WRITTEN EXERCISE: Lay out every line of the data below as a Markdown table with two columns, Line No. and Content, numbering each row and omitting blank lines.
··· EXERCISE INPUT
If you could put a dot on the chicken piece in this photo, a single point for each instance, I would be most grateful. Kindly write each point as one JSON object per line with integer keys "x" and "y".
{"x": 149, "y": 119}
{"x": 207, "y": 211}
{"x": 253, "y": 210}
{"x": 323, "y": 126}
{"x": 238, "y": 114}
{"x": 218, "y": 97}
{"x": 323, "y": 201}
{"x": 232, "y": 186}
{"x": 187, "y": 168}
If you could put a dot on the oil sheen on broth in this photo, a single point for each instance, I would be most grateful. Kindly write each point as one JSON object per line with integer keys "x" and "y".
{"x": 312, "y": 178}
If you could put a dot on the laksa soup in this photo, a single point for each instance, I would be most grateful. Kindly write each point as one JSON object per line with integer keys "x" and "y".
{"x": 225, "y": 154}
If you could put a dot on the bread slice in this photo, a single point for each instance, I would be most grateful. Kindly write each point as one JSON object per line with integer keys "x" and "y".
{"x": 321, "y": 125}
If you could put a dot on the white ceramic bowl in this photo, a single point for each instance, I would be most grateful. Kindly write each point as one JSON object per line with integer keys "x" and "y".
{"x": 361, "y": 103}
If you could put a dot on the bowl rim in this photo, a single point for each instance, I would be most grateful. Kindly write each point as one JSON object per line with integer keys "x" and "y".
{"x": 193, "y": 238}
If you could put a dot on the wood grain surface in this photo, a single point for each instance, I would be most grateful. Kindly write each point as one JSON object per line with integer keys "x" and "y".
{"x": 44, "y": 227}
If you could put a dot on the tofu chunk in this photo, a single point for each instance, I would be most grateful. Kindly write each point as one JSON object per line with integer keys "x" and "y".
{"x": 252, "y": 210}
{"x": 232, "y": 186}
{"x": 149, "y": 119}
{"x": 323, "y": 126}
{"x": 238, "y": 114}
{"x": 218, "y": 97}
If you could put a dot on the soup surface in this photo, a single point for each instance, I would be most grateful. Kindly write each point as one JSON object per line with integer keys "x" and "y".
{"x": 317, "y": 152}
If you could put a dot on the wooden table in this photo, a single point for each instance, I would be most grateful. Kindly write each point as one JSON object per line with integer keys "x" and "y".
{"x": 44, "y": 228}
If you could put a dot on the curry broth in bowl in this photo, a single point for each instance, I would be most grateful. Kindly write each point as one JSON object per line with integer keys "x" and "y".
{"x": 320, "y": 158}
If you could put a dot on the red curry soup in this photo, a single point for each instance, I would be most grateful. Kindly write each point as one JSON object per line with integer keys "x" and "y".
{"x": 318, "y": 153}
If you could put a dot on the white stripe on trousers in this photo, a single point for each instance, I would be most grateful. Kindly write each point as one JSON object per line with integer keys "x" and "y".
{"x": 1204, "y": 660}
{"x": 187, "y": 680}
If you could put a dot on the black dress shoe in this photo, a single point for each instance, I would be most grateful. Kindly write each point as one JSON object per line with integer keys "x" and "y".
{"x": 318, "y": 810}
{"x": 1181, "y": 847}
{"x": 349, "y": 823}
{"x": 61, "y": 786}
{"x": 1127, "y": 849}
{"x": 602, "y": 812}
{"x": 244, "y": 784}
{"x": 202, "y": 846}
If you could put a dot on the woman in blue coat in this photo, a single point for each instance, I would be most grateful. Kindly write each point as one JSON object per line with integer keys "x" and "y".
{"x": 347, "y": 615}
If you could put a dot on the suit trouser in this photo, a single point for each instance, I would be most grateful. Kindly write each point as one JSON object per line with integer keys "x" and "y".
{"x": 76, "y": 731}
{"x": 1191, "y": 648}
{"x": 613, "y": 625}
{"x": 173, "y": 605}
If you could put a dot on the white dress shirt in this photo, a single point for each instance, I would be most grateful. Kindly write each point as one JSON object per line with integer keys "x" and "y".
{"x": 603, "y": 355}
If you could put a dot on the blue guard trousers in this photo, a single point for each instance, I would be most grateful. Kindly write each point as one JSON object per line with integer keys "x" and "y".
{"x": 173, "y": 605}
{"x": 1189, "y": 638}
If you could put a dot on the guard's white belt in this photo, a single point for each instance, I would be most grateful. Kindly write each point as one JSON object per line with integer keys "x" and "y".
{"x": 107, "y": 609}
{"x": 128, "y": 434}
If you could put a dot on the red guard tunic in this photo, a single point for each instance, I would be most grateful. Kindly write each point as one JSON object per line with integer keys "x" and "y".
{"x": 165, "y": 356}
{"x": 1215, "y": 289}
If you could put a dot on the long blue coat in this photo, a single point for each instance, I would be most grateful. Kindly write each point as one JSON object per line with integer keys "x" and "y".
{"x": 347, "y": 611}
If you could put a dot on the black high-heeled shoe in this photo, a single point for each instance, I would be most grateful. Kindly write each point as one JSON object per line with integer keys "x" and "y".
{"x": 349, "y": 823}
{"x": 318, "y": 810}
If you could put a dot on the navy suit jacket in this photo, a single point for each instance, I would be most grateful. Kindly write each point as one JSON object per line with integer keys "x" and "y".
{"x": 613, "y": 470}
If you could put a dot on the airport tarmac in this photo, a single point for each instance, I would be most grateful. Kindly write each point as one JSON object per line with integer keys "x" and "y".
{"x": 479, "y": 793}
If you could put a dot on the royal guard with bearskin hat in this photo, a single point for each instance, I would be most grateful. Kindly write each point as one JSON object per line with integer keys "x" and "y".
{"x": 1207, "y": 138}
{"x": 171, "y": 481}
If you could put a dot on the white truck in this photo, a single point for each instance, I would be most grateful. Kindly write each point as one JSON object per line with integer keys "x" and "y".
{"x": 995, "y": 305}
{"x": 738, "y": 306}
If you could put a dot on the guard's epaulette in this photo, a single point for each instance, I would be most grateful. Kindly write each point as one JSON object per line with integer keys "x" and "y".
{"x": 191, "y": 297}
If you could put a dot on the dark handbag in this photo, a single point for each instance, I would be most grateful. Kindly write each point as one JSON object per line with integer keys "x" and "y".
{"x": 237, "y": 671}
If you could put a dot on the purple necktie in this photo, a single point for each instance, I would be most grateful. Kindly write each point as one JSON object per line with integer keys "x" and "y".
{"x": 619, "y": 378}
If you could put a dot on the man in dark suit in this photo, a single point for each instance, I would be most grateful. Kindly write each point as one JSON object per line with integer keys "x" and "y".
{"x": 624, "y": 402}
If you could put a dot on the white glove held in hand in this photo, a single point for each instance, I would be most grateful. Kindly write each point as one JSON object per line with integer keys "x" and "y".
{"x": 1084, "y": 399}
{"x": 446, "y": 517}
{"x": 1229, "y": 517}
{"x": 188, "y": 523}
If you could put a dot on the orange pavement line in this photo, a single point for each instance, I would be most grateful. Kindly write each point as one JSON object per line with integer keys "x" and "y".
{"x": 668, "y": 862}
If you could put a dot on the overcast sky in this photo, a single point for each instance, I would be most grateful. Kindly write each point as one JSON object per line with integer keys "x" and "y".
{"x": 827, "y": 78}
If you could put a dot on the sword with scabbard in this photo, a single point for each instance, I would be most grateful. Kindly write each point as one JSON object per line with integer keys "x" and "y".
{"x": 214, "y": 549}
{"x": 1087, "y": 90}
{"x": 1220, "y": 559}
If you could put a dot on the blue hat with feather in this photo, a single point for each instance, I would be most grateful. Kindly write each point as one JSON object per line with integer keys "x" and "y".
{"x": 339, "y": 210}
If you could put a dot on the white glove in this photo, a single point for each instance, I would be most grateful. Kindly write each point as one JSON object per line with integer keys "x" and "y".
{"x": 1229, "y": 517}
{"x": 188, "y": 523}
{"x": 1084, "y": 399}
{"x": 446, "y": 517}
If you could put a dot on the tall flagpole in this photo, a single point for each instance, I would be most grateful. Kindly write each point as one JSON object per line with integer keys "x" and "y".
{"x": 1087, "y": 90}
······
EXERCISE ANSWER:
| Line No. | Content |
|---|---|
| 1 | If you could put a dot on the chicken piece in this photo, a single point for each instance, I would be most grateful. Kindly write each point as one JSON object per line with integer keys "x" and "y". |
| 2 | {"x": 149, "y": 119} |
| 3 | {"x": 207, "y": 211} |
| 4 | {"x": 253, "y": 210} |
| 5 | {"x": 323, "y": 126} |
| 6 | {"x": 238, "y": 114} |
| 7 | {"x": 218, "y": 97} |
| 8 | {"x": 323, "y": 201} |
| 9 | {"x": 232, "y": 186} |
| 10 | {"x": 187, "y": 168} |
| 11 | If you could put a dot on the oil sheen on broth in this photo, a single point for each instance, I would be most grateful. Kindly write each point as one JSON object per line with integer keys "x" and "y". |
| 12 | {"x": 312, "y": 178} |
| 13 | If you could put a dot on the laksa soup in this photo, a single point for each instance, I would be most grateful. Kindly write each point as one JSON object per line with integer keys "x" and "y". |
| 14 | {"x": 225, "y": 154} |
| 15 | If you could put a dot on the bread slice in this photo, a single point for each instance, I would be most grateful. Kindly write each point as one JSON object per line with integer keys "x" and "y". |
| 16 | {"x": 321, "y": 125} |
| 17 | If you could put a dot on the white ceramic bowl in this photo, a single point for each instance, I would be most grateful. Kindly write each point as one JSON object per line with integer keys "x" and "y". |
| 18 | {"x": 361, "y": 103} |
| 19 | If you could put a dot on the bowl rim in this photo, a single point for each instance, I would be most grateful. Kindly write each point as one JSON object per line with integer keys "x" and "y". |
| 20 | {"x": 193, "y": 238} |
| 21 | If you could put a dot on the wood grain surface in this photo, a single point for each instance, I would be most grateful. Kindly write each point as one JSON object per line with integer keys "x" and "y". |
| 22 | {"x": 44, "y": 227} |
| 23 | If you could put a dot on the tofu chunk in this photo, a single point for each instance, I would be most grateful. Kindly write each point as one JSON object per line with integer keys "x" and "y". |
| 24 | {"x": 252, "y": 210} |
| 25 | {"x": 232, "y": 186} |
| 26 | {"x": 149, "y": 119} |
| 27 | {"x": 323, "y": 126} |
| 28 | {"x": 238, "y": 114} |
| 29 | {"x": 218, "y": 97} |
| 30 | If you could put a dot on the soup surface in this photo, a single point for each instance, I would be most grateful. Kindly write each point as one JSON object per line with integer keys "x" and "y". |
| 31 | {"x": 317, "y": 152} |
| 32 | If you could put a dot on the wooden table in this photo, a single point for each instance, I would be most grateful. Kindly write each point as one JSON object per line with integer keys "x" and "y". |
| 33 | {"x": 44, "y": 228} |
| 34 | If you could put a dot on the curry broth in bowl in this photo, a single point for each instance, I would be most grateful. Kindly write each point as one JSON object per line with integer keys "x" and "y". |
| 35 | {"x": 320, "y": 158} |
| 36 | If you could put a dot on the red curry soup in this photo, a single point for each instance, I would be most grateful. Kindly write each point as one JSON object per line with integer keys "x" and "y". |
| 37 | {"x": 318, "y": 153} |
| 38 | If you could put a dot on the white stripe on trousers in this photo, a single point for each instance, I would be most grateful. Kindly write each point as one JSON object per line with integer keys "x" and "y". |
| 39 | {"x": 1204, "y": 660} |
| 40 | {"x": 187, "y": 680} |
| 41 | If you could put a dot on the black dress shoe in this photo, a single point for each instance, I would be most grateful. Kindly write each point as one JSON object per line with integer keys "x" and "y". |
| 42 | {"x": 318, "y": 810} |
| 43 | {"x": 1181, "y": 847} |
| 44 | {"x": 349, "y": 823} |
| 45 | {"x": 61, "y": 786} |
| 46 | {"x": 1127, "y": 849} |
| 47 | {"x": 602, "y": 812} |
| 48 | {"x": 244, "y": 784} |
| 49 | {"x": 202, "y": 846} |
| 50 | If you could put a dot on the woman in blue coat in this photo, a single point for each instance, I would be most grateful. Kindly write each point as one JSON object per line with integer keys "x" and "y". |
| 51 | {"x": 347, "y": 615} |
| 52 | If you could put a dot on the suit trouser in this photo, a single point for each instance, I would be most grateful. Kindly write each point as one JSON object per line with integer keys "x" and "y". |
| 53 | {"x": 76, "y": 731} |
| 54 | {"x": 1191, "y": 648} |
| 55 | {"x": 613, "y": 625} |
| 56 | {"x": 173, "y": 605} |
| 57 | If you could put a dot on the white dress shirt in this photo, a single point for each instance, I would be most grateful. Kindly write each point as one JSON object per line with integer keys "x" and "y". |
| 58 | {"x": 603, "y": 355} |
| 59 | If you could put a dot on the blue guard trousers in this photo, a single point for each instance, I would be most grateful. Kindly write each point as one JSON object per line with integer keys "x" and "y". |
| 60 | {"x": 173, "y": 605} |
| 61 | {"x": 1189, "y": 638} |
| 62 | If you could put a dot on the guard's white belt in this photo, a single point for each instance, I would be most grateful. Kindly write each point as one JSON object per line with integer keys "x" and "y". |
| 63 | {"x": 107, "y": 609} |
| 64 | {"x": 128, "y": 434} |
| 65 | If you could put a dot on the red guard tunic in this photo, a single point for each instance, I would be most grateful. Kindly write each point as one JSON object per line with integer keys "x" and "y". |
| 66 | {"x": 165, "y": 356} |
| 67 | {"x": 1215, "y": 289} |
| 68 | If you could put a dot on the long blue coat in this photo, a single point for each instance, I would be most grateful. Kindly write each point as one JSON object per line with integer keys "x" and "y". |
| 69 | {"x": 347, "y": 611} |
| 70 | If you could put a dot on the black high-heeled shoe in this photo, a single point for each instance, I would be most grateful. Kindly write each point as one JSON object per line with integer keys "x" and "y". |
| 71 | {"x": 349, "y": 823} |
| 72 | {"x": 318, "y": 810} |
| 73 | If you could put a dot on the navy suit jacket in this photo, a single point for each instance, I would be most grateful. Kindly write each point as one JSON object per line with integer keys "x" and "y". |
| 74 | {"x": 613, "y": 470} |
| 75 | If you could put a dot on the airport tarmac in this photo, a single point for each instance, I would be most grateful. Kindly write each point as one JSON object per line with integer keys "x" and "y". |
| 76 | {"x": 479, "y": 793} |
| 77 | If you could put a dot on the royal guard with bearskin hat in this photo, a single point for each instance, I would be most grateful. Kindly write each point as one JSON object per line with integer keys "x" and "y". |
| 78 | {"x": 1207, "y": 138} |
| 79 | {"x": 171, "y": 481} |
| 80 | If you could put a dot on the white truck in this photo, a single point for each instance, I would be most grateful. Kindly write each point as one JSON object per line with integer keys "x" and "y". |
| 81 | {"x": 995, "y": 305} |
| 82 | {"x": 738, "y": 306} |
| 83 | If you could put a dot on the guard's epaulette in this photo, a single point for each instance, I would be most grateful. Kindly write each point as one JSON object per line with integer keys "x" and "y". |
| 84 | {"x": 191, "y": 297} |
| 85 | If you could put a dot on the dark handbag in this photo, a single point for each instance, I would be most grateful. Kindly write each point as one JSON object per line with integer keys "x" and "y". |
| 86 | {"x": 237, "y": 671} |
| 87 | If you could put a dot on the purple necktie in this photo, a single point for each instance, I would be most grateful. Kindly write each point as one JSON object per line with integer keys "x" and "y". |
| 88 | {"x": 619, "y": 378} |
| 89 | If you could put a dot on the man in dark suit in this photo, a single point for each instance, I would be most grateful. Kindly write each point as one JSON object per line with integer keys "x" and "y". |
| 90 | {"x": 624, "y": 402} |
| 91 | If you could put a dot on the white glove held in hand in this photo, a single point for each instance, I would be most grateful. Kindly write each point as one JSON object per line with integer keys "x" and "y". |
| 92 | {"x": 1084, "y": 399} |
| 93 | {"x": 446, "y": 517} |
| 94 | {"x": 1229, "y": 517} |
| 95 | {"x": 188, "y": 523} |
| 96 | If you could put a dot on the orange pavement line in this photo, a single point for each instance, I would be most grateful. Kindly write each point as one JSON object per line with integer keys "x" and "y". |
| 97 | {"x": 668, "y": 862} |
| 98 | If you could put a dot on the overcast sky in this photo, a single point for each instance, I would be most grateful. Kindly write each point as one JSON object per line with integer keys "x" and "y". |
| 99 | {"x": 827, "y": 78} |
| 100 | If you could put a dot on the sword with scabbard in this photo, a single point for each instance, I would be most grateful. Kindly write each point as one JSON object per line with integer keys "x" and "y". |
| 101 | {"x": 214, "y": 549} |
| 102 | {"x": 1087, "y": 90} |
| 103 | {"x": 1220, "y": 559} |
| 104 | If you could put a dot on the blue hat with feather in this photo, a single point for each instance, I would be most grateful. Kindly write each point as one JSON object per line with integer keys "x" and "y". |
| 105 | {"x": 339, "y": 210} |
| 106 | If you could put a dot on the white glove in this photo, a single point for each instance, I would be most grateful. Kindly write each point as one JSON object per line with integer keys "x" and "y". |
| 107 | {"x": 1229, "y": 517} |
| 108 | {"x": 188, "y": 523} |
| 109 | {"x": 1084, "y": 399} |
| 110 | {"x": 446, "y": 517} |
| 111 | If you could put a dot on the tall flagpole in this photo, a single point for each instance, I would be most grateful. Kindly write each point as one JSON object per line with integer keys "x" and "y". |
| 112 | {"x": 1087, "y": 90} |